Records to process Block Start
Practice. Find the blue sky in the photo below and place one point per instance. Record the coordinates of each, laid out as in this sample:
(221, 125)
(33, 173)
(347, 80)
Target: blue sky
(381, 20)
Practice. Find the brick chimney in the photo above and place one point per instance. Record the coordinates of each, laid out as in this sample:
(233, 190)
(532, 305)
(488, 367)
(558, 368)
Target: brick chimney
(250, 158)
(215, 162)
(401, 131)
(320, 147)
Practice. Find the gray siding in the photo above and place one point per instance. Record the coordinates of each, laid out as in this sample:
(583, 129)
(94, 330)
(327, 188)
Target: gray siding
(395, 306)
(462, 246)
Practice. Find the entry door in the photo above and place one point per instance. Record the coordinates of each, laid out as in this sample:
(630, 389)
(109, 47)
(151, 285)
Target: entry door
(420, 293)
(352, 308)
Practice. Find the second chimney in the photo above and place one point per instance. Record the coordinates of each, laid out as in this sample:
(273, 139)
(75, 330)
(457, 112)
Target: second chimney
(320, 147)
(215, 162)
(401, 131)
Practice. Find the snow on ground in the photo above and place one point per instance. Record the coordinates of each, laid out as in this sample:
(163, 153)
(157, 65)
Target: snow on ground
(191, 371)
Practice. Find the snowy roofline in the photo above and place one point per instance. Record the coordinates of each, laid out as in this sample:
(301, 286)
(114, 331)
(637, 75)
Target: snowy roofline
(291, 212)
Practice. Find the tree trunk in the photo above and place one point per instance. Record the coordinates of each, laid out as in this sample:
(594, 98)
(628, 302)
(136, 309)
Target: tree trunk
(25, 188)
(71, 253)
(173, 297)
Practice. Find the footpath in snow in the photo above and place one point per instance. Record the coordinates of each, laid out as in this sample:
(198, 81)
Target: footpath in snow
Records to process Block End
Exercise objective ->
Search the data for the string "footpath" and copy out every line where it is found.

Answer space ->
Practice. Find the footpath in snow in the photo above and place one point per instance. Record the coordinates of each, laid out as in this sample:
Target: footpath in snow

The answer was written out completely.